[Spatial localization data]

——

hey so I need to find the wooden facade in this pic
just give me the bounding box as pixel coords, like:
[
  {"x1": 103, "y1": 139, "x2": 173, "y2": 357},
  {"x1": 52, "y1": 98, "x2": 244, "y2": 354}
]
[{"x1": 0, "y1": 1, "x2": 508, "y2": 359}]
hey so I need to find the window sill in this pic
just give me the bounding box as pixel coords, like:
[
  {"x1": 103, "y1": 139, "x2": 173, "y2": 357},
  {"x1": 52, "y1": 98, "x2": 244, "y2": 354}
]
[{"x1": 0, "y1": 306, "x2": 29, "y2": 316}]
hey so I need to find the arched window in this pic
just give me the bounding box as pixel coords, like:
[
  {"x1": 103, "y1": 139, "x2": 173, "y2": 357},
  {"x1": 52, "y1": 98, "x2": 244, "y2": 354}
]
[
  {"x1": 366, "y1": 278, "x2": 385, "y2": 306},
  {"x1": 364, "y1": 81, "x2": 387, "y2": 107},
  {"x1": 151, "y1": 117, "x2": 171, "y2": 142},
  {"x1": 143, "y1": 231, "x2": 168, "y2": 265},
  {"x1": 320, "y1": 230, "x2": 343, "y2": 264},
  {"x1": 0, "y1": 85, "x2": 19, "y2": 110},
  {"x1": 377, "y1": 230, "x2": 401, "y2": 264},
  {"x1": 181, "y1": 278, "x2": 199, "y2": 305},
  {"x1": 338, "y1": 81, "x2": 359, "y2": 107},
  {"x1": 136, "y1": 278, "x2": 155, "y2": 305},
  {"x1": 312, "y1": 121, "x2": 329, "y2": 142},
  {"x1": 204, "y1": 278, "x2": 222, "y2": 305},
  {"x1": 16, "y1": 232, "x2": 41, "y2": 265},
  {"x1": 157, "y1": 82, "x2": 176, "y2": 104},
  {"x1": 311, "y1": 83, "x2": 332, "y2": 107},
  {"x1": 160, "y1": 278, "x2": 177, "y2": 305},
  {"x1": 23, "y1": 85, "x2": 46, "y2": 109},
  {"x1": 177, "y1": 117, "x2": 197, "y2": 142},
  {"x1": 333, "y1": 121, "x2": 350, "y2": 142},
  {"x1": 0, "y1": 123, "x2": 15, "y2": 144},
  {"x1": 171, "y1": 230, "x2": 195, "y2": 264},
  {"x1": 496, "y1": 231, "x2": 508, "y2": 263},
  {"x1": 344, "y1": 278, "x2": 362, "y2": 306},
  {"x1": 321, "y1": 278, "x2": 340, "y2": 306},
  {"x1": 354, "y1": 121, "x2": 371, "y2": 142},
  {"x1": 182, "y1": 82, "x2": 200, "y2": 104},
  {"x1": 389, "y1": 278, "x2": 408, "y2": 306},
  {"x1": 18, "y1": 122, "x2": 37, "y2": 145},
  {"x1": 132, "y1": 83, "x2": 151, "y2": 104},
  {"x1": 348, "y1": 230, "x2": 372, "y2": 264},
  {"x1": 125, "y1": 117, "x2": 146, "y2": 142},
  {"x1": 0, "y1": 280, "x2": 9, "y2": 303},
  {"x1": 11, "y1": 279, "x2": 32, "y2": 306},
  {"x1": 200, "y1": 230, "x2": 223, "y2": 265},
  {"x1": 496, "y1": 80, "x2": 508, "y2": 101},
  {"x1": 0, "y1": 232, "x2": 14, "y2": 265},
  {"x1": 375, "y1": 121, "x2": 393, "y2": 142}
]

——

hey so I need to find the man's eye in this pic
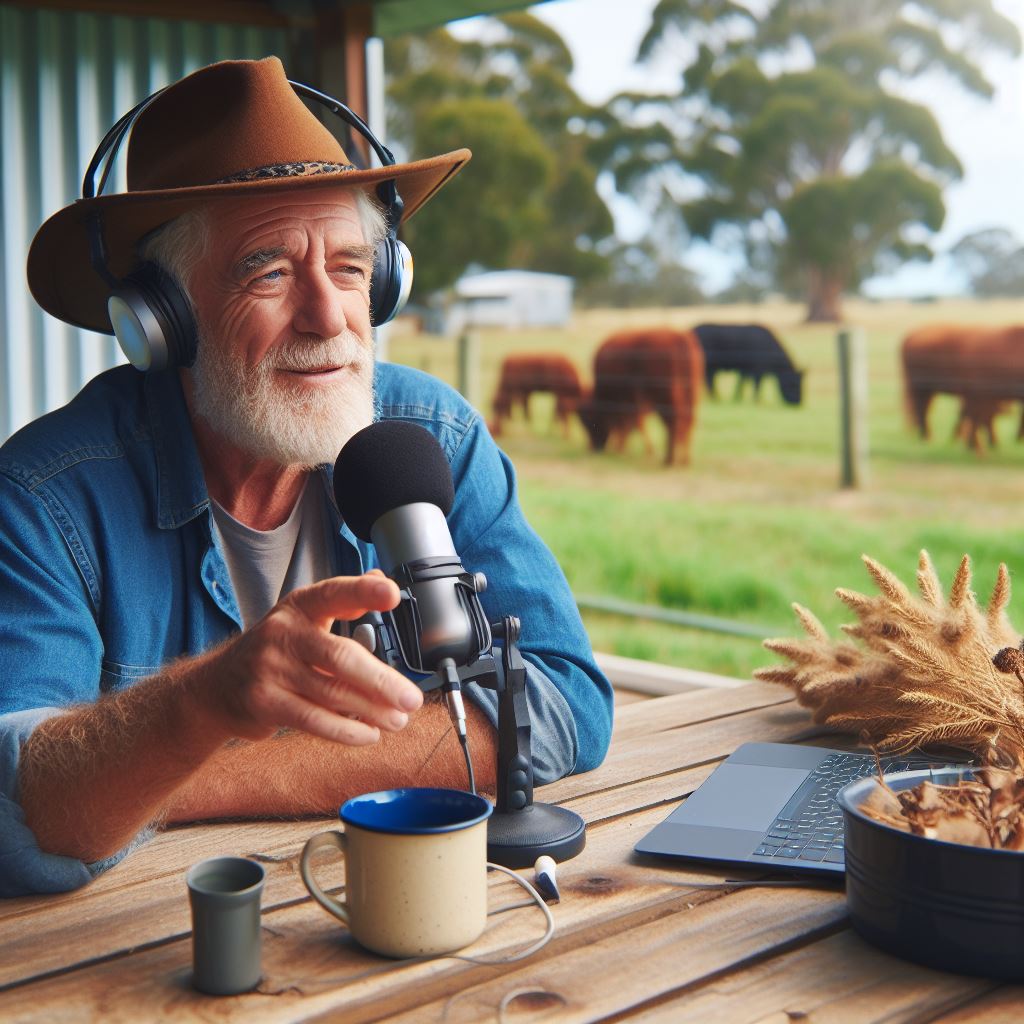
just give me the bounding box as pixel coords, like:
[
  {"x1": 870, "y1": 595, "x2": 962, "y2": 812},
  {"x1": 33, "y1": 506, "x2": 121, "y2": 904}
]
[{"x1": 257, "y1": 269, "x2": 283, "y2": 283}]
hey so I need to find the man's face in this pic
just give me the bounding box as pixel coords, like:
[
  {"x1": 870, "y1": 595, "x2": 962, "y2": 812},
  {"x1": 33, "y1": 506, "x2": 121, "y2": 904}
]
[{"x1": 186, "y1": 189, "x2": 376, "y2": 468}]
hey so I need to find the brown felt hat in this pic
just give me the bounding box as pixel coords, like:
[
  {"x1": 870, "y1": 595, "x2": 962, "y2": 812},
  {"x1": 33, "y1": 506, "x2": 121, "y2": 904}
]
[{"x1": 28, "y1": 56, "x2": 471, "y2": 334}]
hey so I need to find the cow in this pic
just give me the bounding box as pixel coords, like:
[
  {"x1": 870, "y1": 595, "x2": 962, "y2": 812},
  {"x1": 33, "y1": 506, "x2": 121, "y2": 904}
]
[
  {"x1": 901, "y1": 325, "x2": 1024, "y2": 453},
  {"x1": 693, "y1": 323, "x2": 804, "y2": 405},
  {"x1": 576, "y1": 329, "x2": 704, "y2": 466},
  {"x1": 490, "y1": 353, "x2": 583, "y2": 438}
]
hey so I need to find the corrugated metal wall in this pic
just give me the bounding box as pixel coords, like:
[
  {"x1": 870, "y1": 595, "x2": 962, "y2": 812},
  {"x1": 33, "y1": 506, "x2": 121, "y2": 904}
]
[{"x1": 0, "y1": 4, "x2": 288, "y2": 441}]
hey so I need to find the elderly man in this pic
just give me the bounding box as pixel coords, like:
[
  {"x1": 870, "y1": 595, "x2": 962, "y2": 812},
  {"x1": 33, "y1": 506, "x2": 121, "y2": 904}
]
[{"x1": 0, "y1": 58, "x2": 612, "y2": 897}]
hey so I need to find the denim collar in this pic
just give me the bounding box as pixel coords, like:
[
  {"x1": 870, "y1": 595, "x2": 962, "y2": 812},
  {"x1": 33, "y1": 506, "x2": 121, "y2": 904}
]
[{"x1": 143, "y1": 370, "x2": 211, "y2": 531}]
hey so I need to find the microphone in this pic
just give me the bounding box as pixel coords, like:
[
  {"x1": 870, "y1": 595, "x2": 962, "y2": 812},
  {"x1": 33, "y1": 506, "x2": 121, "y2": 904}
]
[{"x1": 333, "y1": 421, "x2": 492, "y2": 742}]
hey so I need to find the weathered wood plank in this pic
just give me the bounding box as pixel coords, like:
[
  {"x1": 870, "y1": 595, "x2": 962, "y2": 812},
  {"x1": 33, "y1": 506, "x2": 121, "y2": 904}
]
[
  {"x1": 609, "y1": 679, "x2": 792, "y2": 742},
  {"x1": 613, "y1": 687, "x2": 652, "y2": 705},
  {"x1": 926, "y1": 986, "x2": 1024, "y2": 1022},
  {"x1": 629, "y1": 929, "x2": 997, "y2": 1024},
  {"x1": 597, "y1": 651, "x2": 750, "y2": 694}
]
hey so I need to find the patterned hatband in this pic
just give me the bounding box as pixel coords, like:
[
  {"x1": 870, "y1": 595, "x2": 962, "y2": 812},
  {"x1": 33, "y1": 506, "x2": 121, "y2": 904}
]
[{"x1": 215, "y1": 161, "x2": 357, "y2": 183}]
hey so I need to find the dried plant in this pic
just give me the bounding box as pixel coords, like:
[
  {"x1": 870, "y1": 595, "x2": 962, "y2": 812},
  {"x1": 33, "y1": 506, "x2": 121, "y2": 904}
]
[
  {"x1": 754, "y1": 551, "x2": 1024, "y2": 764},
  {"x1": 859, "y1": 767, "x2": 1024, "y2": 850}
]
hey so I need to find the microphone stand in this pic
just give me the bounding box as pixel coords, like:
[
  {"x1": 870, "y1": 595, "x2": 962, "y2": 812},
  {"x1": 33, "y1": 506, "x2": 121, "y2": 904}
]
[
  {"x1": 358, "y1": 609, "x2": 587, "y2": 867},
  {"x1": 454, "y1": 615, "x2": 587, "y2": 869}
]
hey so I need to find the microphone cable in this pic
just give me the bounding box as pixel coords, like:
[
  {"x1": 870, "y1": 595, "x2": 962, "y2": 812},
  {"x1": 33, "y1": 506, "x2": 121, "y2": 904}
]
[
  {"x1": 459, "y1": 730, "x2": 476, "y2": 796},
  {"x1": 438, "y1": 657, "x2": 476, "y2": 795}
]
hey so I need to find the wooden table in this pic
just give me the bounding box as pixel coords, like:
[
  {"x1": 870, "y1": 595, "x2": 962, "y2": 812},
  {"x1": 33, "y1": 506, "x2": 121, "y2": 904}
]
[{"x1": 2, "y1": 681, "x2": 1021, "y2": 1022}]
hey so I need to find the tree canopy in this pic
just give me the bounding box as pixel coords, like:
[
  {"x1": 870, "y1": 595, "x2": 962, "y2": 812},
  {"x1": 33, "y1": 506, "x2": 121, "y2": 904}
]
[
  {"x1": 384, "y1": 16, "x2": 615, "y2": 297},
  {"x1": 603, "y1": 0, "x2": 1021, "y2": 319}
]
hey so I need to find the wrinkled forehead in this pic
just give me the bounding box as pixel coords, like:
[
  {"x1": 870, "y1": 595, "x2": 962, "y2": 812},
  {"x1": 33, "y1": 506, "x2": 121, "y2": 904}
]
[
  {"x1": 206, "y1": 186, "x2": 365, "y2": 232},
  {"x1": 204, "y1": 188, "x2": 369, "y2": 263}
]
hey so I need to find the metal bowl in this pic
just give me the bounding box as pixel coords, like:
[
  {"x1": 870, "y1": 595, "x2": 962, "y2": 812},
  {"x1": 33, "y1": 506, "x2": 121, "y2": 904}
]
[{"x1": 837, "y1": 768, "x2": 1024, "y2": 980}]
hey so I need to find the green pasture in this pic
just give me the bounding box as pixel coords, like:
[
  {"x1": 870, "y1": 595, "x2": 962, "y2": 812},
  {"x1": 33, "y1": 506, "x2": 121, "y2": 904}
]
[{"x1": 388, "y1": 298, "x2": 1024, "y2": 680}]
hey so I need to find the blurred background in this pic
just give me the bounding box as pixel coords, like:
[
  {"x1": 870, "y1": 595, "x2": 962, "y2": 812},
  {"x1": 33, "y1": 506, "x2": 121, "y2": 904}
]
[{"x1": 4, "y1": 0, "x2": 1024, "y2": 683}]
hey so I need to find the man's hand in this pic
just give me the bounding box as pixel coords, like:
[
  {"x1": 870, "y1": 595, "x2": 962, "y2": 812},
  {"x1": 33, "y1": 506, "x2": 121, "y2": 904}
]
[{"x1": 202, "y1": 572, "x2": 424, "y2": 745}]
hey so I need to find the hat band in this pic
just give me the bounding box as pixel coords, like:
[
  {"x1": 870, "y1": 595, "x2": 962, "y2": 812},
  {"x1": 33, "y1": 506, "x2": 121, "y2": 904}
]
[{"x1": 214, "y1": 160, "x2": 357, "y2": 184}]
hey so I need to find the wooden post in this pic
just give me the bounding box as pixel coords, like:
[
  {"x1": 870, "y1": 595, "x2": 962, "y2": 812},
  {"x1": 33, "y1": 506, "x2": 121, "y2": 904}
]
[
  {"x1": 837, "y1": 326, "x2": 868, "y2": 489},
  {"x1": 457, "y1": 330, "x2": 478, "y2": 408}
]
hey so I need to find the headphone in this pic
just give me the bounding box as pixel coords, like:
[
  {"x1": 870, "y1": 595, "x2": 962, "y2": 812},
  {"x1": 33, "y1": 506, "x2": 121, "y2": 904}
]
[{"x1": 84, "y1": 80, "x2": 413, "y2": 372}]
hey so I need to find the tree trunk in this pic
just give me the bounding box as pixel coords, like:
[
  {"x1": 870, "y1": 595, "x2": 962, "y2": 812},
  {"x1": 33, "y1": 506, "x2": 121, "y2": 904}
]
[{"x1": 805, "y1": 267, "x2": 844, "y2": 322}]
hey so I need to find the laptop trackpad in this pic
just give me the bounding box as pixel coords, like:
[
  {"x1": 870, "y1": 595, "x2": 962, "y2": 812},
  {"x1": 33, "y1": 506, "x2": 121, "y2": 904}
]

——

» Try it
Work through the records above. Copy every line with the string "microphone".

» The answer
hey so I need to find the microphone in this pic
hey so I need to find the microphone stand in this pic
hey so I need to find the microphone cable in this pic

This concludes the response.